[Region labeling entries]

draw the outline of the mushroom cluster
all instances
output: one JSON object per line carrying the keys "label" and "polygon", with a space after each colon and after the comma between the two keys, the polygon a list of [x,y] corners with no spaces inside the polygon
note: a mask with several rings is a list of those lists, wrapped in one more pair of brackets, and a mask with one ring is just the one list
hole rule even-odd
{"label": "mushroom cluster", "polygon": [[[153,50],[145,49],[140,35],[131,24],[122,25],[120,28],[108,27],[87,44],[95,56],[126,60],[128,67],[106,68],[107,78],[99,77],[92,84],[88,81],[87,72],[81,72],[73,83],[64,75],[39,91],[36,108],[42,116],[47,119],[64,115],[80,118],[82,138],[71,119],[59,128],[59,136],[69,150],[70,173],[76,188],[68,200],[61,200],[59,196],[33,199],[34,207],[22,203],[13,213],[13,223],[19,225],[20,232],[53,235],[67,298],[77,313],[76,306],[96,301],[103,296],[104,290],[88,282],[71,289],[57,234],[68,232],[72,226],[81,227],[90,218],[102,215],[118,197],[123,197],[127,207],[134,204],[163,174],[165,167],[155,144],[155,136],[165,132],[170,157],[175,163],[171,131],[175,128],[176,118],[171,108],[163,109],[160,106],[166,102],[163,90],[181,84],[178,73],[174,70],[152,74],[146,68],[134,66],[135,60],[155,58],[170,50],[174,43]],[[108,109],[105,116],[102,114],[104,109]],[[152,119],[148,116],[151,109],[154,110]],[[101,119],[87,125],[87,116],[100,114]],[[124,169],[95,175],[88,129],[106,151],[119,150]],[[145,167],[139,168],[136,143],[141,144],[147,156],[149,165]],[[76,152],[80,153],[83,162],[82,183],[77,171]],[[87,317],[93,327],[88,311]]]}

→ **What is required**
Update the lines from the start of the entries through the line containing "hole rule even-odd" by replacing "mask" with "region", leaving everything else unchanged. Give back only those lines.

→ **Exercise result**
draw the outline of the mushroom cluster
all instances
output: one JSON object per line carrying the keys "label" and "polygon", with a space after each colon and after the comma between the two keys, the polygon a list of [x,y] corners with no spaces inside the polygon
note: a region with several rings is a list of those lists, wrapped in one more pair of brackets, and a region with one ring is just the one list
hole rule even-odd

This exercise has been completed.